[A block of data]
/---
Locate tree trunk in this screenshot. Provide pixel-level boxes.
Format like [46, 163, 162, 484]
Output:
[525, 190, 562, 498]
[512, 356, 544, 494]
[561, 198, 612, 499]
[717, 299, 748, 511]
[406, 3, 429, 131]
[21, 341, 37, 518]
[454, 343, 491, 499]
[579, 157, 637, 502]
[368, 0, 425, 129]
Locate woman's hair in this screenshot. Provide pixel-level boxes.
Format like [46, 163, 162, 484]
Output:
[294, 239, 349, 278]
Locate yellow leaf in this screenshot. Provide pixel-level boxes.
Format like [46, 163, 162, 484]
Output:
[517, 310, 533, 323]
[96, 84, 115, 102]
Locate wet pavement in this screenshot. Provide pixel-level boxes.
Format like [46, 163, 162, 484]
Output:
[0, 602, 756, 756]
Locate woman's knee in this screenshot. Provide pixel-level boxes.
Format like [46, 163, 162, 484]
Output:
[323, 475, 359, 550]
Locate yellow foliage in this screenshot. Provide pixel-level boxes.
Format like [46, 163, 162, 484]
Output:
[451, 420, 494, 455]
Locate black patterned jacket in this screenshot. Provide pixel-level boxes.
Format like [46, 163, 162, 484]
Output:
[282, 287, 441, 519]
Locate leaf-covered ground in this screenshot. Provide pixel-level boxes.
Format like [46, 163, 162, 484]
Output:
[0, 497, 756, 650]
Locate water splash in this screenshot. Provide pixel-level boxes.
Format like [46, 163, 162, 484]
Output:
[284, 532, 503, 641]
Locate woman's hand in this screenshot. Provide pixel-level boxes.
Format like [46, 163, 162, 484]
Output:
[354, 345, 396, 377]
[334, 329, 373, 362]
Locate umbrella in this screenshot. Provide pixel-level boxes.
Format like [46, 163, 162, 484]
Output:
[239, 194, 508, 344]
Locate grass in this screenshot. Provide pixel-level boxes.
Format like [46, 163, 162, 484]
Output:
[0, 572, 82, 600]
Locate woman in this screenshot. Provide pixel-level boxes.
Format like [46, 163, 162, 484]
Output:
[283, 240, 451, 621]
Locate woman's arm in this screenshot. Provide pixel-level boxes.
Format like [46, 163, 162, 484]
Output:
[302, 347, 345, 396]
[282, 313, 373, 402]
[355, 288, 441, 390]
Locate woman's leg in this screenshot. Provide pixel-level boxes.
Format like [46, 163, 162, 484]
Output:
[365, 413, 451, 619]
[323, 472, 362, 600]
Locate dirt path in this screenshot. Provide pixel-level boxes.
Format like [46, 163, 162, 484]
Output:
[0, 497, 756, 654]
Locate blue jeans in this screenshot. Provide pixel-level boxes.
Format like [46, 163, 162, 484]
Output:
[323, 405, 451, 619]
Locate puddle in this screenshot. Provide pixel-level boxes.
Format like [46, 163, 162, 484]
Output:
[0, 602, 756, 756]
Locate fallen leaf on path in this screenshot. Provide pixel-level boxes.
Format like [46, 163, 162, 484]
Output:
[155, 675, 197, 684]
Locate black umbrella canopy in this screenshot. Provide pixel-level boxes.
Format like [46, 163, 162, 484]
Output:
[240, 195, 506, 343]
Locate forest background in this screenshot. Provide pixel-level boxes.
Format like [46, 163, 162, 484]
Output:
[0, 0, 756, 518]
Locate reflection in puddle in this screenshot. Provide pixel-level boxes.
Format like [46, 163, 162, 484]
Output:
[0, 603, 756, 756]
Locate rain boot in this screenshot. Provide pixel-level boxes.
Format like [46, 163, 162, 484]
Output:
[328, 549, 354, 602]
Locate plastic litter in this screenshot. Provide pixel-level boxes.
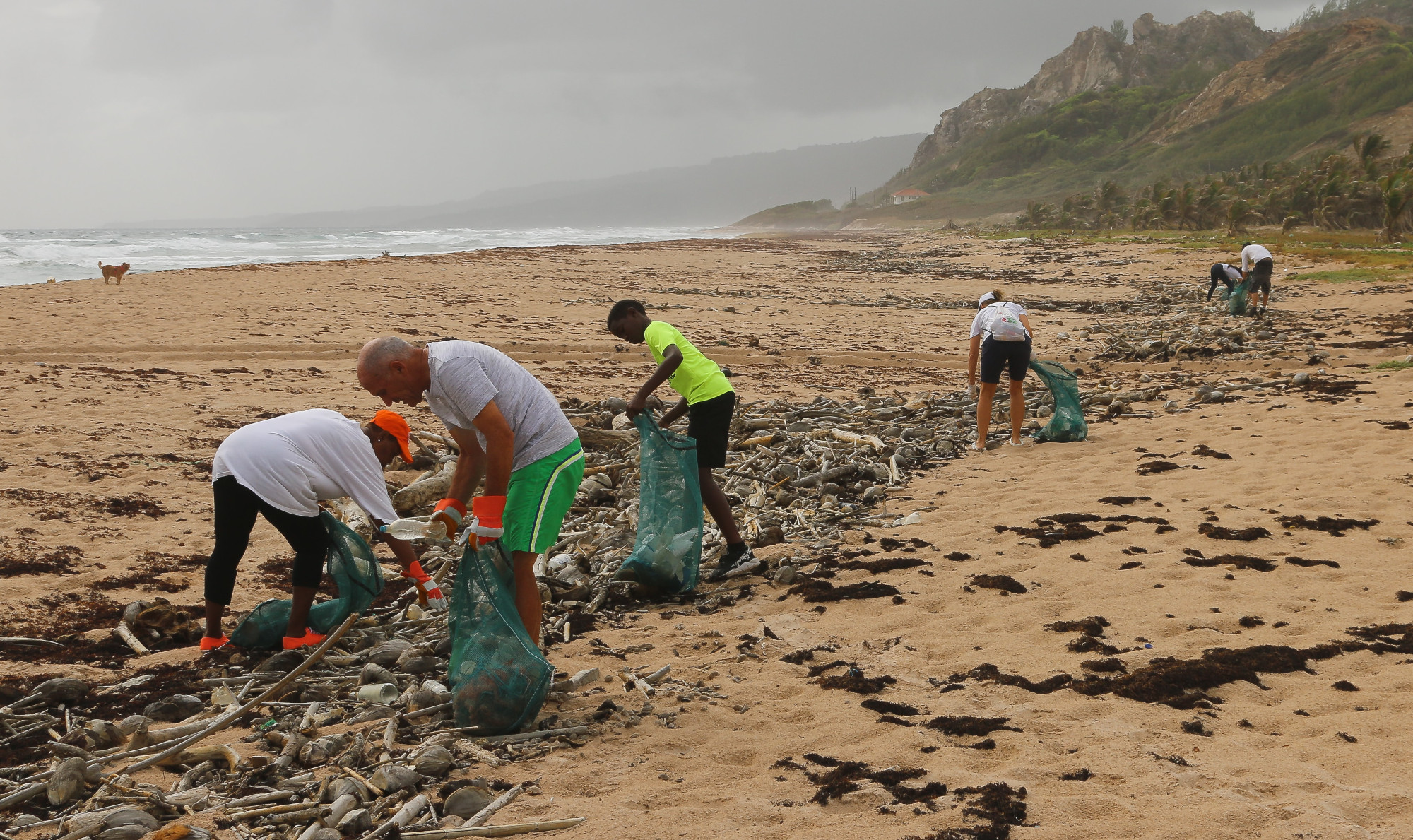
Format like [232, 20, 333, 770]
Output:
[448, 540, 554, 735]
[615, 411, 702, 594]
[1030, 359, 1089, 443]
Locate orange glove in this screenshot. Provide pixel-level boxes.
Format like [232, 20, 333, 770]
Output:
[403, 560, 447, 613]
[471, 497, 506, 543]
[431, 499, 466, 540]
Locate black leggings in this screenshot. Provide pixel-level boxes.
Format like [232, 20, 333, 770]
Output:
[206, 475, 329, 607]
[1207, 263, 1236, 300]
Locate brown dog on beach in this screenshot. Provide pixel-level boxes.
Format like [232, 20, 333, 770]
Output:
[97, 260, 133, 285]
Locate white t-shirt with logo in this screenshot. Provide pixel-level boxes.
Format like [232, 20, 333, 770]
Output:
[966, 300, 1030, 338]
[211, 408, 397, 522]
[1241, 243, 1275, 271]
[427, 341, 579, 473]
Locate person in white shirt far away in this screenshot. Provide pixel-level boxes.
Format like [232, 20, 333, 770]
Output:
[1241, 242, 1276, 309]
[966, 288, 1031, 450]
[201, 408, 418, 651]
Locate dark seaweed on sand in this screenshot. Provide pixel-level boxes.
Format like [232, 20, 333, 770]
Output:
[1046, 615, 1111, 637]
[1080, 656, 1129, 673]
[776, 752, 947, 805]
[780, 645, 842, 665]
[927, 714, 1023, 737]
[971, 574, 1026, 596]
[1071, 641, 1390, 709]
[1277, 515, 1379, 536]
[781, 580, 900, 604]
[903, 782, 1026, 840]
[1183, 555, 1276, 572]
[859, 697, 923, 716]
[1197, 522, 1270, 543]
[966, 664, 1089, 694]
[839, 557, 931, 574]
[818, 673, 897, 694]
[1065, 637, 1123, 656]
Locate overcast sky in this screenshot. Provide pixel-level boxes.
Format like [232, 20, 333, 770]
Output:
[0, 0, 1304, 227]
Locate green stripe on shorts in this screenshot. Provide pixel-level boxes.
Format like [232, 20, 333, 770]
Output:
[500, 439, 584, 555]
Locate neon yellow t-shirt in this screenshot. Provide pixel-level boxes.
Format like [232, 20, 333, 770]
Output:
[643, 321, 732, 406]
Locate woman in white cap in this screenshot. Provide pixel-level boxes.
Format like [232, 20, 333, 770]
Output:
[966, 288, 1030, 450]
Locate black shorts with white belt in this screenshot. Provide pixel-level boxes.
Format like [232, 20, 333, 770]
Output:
[981, 335, 1030, 384]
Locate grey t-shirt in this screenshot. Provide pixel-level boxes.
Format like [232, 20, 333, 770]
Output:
[427, 341, 579, 471]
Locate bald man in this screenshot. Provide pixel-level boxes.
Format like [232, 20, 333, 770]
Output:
[357, 338, 584, 644]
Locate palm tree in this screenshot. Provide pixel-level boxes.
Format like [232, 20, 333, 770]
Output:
[1379, 172, 1413, 242]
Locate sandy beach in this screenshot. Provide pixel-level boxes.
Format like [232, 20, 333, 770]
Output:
[0, 230, 1413, 840]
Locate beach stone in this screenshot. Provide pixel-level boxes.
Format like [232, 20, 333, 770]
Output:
[369, 764, 421, 793]
[413, 747, 455, 779]
[143, 694, 206, 723]
[750, 525, 786, 549]
[349, 706, 397, 724]
[321, 776, 367, 802]
[335, 808, 373, 834]
[44, 757, 88, 805]
[367, 639, 413, 668]
[103, 808, 162, 832]
[397, 656, 441, 673]
[357, 662, 397, 686]
[442, 783, 495, 819]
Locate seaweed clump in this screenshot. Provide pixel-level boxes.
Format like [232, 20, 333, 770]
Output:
[1279, 514, 1379, 536]
[972, 574, 1026, 596]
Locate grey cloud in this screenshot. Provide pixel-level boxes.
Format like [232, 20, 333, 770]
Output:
[0, 0, 1303, 226]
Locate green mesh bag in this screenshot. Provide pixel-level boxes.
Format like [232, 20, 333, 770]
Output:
[448, 540, 554, 735]
[230, 511, 383, 651]
[615, 411, 702, 596]
[1226, 278, 1251, 315]
[1030, 359, 1089, 443]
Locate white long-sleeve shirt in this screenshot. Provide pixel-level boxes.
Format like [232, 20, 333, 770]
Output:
[211, 408, 397, 522]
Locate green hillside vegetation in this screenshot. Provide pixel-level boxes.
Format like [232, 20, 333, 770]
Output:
[736, 198, 836, 227]
[865, 19, 1413, 223]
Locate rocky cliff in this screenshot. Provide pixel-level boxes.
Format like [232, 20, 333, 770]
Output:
[903, 11, 1279, 172]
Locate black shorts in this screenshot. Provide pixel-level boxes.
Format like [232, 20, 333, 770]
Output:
[1251, 259, 1276, 297]
[687, 390, 736, 470]
[981, 335, 1030, 384]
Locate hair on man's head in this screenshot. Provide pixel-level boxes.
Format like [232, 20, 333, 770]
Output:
[609, 298, 647, 326]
\---
Stated task - Can you give the listing again from the line containing "Locate overcast sky" through the line containing "[643, 321, 732, 406]", inclusive, substituting "photo" for each "screenshot" and changing nothing else?

Response to the task -
Locate overcast sky in this photo. Provide pixel-level boxes.
Format like [232, 20, 333, 770]
Output:
[0, 0, 1304, 227]
Locate green stripe on shorts in this photo. Provide pixel-level boxes.
Format like [232, 20, 333, 770]
Output:
[500, 439, 584, 555]
Locate neon yellow t-shirt in this photo. Provide pixel-level boxes.
Format like [232, 20, 333, 770]
Output:
[643, 321, 732, 406]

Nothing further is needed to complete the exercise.